Consigne a: D'après l'extrait de page, à quel âge la personne interrogée a-t-elle commencé à composer des chansons ?

─── Extrait de page

Oui et non. C’est une drôle d’histoire. J’ai très tôt voulu composer des chansons: j’ai commencé à 11 ou 12 ans. Vers 17 ans, j’ai formé un groupe au Rwanda, mais on faisait ça pour le fun et je ne me voyais pas nécessairement faire le tour du monde pour chanter sur de grandes scènes. L’idée de me mettre en avant, ce n’était pas vraiment dans ma nature. Je suis plutôt quelqu’un de réservé et je ne suis pas un grand fan des foules. C’est après le génocide au Rwanda que ça s’est précisé, comme si j’avais fait le lien entre un sens et un talent que j’avais. J’ai mis les deux ensemble et ça a donné une obsession pour l’écriture de chansons.
Comme ce sont des histoires très personnelles que je raconte, je devais les chanter moi-même; ça a d’ailleurs été une sorte de thérapie pour moi. Grande chance, ces chansons ont trouvé un public. C’est cette communion avec les gens qui m’a gardé sur la scène longtemps. Mais si mon premier album n’avait pas fonctionné, je ne pense pas que je me serais obstiné. J’aurais peut-être juste continué à faire de la musique en coulisse.
Il y a 30 ans, âgé de 17 ans, vous avez été témoin de l’assassinat de votre famille par un groupe armé, lors du génocide rwandais. Qu’est-ce qui vous vient à l’esprit quand vous y pensez aujourd’hui ?
Je me rends compte que la vie est une ligne continue, sans interruption, qui fait que je ne peux pas prendre la pleine mesure de mon bonheur aujourd’hui et penser qu’il n’a rien à voir avec cette nuit-là, car tout est lié. Il a fallu que je vive ça pour être là où je suis aujourd’hui.
« Je n’ai pas de raison de ne pas croire en cet amour
avec un grand A qu’est Dieu. »
C’est probablement la plus grande leçon que j’ai apprise et le grand paradoxe de la vie (rires) : on doit le meilleur au pire dans nos vies. Non seulement il y a du bon derrière tout, mais il y a surtout beaucoup de bon dans le mauvais. Donc, quand je pense à mon drame personnel, je me dis que je lui dois quelque chose. Ces tragédies dans nos vies non seulement sont inévitables d’après moi, mais elles nous guident et nous font avancer pour nous mener là où l’on doit finir. Si l’on passe par-dessus ces traumas, on trouve sa force et sa raison d’être et l’on se sent vivant et utile. C’est pourquoi je pense que ma raison d’être aujourd’hui, c’est de partager mes expériences et les leçons que j’en ai tirées. Dans ma vie personnelle en tant que père, et aussi dans ma vie professionnelle.
Avez-vous pardonné aux assaillants ?

──────
─── Données affichées

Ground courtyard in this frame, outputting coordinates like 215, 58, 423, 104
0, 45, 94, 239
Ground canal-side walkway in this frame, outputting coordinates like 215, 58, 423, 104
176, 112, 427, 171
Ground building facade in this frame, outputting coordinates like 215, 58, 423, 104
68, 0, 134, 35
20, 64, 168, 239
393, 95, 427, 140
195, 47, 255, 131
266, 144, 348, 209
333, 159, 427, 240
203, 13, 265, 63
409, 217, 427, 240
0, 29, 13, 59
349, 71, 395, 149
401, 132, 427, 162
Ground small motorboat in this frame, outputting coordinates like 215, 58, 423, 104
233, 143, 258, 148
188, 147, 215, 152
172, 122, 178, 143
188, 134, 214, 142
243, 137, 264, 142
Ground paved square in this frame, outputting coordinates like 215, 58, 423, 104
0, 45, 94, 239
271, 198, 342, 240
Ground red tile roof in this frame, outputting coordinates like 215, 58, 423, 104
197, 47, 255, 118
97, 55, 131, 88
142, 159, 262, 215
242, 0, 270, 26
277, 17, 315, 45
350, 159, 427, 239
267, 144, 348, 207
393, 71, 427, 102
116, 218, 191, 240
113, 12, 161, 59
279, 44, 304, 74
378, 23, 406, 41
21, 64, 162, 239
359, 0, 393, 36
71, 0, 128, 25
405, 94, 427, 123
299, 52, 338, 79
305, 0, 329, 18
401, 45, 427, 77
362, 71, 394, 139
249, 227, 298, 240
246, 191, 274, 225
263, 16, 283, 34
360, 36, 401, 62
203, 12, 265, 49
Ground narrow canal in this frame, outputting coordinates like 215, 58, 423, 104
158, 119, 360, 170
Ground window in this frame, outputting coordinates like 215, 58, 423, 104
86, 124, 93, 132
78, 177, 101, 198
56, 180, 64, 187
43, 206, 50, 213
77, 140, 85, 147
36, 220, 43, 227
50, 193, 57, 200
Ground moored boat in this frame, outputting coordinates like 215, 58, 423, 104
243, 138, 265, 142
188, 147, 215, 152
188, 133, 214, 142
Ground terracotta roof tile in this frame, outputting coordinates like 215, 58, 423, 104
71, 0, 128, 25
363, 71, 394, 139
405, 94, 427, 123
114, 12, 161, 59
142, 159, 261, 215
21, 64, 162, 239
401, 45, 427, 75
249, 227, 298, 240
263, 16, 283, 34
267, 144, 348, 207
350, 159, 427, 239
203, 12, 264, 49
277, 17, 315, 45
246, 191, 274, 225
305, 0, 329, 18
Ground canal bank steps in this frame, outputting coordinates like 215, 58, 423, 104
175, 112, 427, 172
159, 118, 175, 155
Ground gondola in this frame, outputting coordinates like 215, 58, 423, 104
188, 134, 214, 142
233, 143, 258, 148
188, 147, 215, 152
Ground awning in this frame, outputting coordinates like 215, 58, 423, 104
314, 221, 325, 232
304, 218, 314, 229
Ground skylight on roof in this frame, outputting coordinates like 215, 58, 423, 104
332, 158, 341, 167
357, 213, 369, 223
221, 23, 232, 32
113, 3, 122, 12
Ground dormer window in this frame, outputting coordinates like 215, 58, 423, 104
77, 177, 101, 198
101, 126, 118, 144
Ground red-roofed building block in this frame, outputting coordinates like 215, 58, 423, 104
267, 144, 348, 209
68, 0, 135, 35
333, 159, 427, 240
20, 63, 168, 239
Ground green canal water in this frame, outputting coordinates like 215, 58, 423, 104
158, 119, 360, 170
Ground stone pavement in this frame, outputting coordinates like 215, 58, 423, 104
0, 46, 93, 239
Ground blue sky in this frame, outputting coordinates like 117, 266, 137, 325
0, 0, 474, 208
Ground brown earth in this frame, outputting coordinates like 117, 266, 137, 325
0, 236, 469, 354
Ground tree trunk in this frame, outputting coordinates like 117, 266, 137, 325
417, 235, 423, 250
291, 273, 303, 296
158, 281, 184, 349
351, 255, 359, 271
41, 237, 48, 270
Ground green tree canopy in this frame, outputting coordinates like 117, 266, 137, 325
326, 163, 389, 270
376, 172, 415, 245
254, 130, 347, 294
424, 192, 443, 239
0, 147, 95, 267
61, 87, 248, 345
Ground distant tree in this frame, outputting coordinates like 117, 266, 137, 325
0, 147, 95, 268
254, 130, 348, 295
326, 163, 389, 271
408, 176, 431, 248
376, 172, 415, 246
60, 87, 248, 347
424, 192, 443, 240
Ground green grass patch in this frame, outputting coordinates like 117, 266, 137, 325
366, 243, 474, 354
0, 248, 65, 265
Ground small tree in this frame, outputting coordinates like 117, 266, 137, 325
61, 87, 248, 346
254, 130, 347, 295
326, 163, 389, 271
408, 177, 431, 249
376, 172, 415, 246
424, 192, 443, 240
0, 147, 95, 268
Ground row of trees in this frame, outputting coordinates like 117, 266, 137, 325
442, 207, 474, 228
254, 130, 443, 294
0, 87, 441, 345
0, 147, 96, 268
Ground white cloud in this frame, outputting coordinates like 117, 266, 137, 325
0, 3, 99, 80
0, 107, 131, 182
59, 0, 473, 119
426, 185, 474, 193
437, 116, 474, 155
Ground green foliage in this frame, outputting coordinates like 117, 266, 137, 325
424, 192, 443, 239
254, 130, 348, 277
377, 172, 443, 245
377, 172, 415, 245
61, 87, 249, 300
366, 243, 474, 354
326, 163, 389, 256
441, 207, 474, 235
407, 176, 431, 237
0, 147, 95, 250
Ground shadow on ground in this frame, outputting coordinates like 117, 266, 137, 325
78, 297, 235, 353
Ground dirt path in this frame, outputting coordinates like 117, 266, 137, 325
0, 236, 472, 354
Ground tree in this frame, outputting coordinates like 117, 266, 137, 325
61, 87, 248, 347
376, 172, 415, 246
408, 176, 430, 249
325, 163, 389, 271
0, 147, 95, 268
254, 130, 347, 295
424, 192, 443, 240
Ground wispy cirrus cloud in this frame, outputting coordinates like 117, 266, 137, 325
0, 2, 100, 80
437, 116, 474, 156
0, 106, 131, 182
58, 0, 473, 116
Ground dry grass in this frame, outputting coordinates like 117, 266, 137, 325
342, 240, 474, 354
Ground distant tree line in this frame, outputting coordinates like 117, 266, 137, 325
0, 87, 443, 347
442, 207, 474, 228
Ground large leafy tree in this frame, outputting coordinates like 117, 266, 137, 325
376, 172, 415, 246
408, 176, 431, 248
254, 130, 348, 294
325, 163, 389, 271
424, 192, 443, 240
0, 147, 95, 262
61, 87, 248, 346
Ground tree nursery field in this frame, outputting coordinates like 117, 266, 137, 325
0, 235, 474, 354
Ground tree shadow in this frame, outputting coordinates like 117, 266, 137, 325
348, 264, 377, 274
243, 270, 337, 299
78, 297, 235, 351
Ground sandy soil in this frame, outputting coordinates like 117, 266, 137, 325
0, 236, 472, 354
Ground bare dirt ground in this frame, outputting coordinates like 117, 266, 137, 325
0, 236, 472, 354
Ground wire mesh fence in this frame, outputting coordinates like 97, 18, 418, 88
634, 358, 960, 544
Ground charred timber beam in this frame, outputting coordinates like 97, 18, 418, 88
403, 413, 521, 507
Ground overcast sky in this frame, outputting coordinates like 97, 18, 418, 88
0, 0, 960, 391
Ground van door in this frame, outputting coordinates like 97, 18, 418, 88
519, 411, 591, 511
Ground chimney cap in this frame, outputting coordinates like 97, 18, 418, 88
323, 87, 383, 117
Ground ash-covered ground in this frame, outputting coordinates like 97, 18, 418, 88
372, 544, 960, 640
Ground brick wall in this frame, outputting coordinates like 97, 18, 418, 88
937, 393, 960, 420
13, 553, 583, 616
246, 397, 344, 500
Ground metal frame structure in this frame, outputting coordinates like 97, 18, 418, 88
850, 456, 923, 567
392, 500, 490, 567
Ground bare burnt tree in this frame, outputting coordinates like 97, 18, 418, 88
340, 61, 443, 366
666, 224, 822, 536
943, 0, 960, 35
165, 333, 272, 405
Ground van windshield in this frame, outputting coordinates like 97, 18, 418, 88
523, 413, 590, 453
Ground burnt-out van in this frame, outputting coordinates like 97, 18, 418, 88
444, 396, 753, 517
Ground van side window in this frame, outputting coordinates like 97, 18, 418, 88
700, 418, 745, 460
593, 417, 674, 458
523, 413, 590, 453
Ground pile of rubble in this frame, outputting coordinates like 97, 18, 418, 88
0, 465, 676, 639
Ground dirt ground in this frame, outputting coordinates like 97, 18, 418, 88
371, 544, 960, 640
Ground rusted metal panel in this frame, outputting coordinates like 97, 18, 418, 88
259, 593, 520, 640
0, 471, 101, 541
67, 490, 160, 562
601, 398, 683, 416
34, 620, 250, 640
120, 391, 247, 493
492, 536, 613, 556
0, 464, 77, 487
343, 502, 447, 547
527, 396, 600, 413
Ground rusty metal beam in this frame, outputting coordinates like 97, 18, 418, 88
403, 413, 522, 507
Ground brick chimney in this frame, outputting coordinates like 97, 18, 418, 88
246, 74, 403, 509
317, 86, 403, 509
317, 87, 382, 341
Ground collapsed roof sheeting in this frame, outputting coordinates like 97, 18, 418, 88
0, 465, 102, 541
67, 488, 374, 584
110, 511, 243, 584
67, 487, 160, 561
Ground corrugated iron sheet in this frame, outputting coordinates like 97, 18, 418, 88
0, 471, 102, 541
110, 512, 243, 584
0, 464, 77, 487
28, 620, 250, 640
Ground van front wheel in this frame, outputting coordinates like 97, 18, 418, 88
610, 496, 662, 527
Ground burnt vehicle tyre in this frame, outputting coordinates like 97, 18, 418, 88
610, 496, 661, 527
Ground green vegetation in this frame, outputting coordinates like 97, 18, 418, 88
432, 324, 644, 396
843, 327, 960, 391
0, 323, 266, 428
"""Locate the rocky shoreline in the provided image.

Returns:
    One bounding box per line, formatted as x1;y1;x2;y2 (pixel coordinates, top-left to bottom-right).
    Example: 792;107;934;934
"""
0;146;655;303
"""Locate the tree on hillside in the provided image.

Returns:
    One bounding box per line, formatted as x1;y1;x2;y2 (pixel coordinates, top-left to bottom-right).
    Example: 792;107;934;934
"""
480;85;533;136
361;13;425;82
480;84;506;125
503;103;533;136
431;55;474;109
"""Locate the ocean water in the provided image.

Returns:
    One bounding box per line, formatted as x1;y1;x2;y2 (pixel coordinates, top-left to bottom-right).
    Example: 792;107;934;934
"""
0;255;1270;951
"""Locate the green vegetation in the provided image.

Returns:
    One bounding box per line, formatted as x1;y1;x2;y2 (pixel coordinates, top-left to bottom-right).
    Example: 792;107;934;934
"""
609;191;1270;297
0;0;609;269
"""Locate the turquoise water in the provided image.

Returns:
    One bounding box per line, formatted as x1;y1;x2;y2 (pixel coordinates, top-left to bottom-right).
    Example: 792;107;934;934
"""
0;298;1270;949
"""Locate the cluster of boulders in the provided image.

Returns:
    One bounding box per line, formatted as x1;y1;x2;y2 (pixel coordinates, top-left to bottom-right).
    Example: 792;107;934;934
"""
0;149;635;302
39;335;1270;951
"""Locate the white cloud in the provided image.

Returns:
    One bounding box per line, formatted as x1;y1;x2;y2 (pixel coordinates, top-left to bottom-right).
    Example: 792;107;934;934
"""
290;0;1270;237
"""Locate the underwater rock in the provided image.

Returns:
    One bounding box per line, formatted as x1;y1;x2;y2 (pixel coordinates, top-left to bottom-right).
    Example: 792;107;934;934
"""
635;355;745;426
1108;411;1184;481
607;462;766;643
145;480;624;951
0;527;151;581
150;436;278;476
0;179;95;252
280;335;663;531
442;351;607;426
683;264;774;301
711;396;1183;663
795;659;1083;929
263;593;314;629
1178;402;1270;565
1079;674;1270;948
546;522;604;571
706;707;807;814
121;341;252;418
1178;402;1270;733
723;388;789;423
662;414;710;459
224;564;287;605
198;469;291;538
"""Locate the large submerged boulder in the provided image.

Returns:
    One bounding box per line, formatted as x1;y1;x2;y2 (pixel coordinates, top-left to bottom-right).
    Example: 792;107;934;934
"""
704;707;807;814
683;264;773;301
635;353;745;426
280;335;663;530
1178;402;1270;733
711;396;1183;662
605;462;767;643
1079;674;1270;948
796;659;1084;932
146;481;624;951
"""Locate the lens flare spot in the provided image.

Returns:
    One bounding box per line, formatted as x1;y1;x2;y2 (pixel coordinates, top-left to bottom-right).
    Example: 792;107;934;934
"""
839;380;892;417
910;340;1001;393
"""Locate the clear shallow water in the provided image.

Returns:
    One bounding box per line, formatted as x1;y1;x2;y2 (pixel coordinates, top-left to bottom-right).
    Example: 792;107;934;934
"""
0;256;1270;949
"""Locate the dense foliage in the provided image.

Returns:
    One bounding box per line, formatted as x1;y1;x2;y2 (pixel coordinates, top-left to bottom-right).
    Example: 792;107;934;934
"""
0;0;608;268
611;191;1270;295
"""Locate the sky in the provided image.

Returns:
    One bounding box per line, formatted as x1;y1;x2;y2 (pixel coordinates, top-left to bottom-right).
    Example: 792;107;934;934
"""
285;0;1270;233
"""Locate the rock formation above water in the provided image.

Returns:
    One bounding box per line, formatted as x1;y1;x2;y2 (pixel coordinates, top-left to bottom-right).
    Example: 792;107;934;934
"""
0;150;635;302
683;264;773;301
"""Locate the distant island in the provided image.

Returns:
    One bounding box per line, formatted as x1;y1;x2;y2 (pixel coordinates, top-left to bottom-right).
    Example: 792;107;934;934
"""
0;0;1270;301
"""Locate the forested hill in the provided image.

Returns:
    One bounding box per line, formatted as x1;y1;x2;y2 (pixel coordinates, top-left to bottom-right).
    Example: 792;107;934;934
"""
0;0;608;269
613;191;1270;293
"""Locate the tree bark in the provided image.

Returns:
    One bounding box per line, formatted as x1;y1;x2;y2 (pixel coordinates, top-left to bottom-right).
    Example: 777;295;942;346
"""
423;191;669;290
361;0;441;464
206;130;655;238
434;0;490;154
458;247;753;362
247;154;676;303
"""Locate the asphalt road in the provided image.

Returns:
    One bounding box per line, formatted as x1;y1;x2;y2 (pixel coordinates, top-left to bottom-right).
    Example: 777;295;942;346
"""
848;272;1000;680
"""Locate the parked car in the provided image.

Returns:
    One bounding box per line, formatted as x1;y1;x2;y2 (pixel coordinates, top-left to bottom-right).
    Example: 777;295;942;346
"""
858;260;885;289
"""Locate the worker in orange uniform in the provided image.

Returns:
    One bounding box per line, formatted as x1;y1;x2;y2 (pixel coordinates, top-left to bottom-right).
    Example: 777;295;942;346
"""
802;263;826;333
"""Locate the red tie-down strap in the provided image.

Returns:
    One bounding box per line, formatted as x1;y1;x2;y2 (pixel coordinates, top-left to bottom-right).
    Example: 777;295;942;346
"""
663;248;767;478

──────

Consigne b: Reprenez toutes les lignes des entrées, en commençant à celle qui contient « uniform in the provided image. » et en terminant à la fin des entrées, sans en omettre aucune. Dans ces lignes, augmentez de 58 chaque coordonnée de boîte.

Réponse rédigée a: À 11 ou 12 ans.

Réponse rédigée b:
"""Locate the worker in orange uniform in the provided image.

Returns:
    One bounding box per line, formatted as x1;y1;x2;y2 (pixel coordinates, top-left to bottom-right).
    Example: 777;295;942;346
"""
860;321;884;391
"""Locate the red tie-down strap in the provided image.

Returns:
    One bounding box per line, formatted as x1;y1;x2;y2 (pixel coordinates, top-left to bottom-right).
    Example: 777;295;942;346
"""
721;306;825;536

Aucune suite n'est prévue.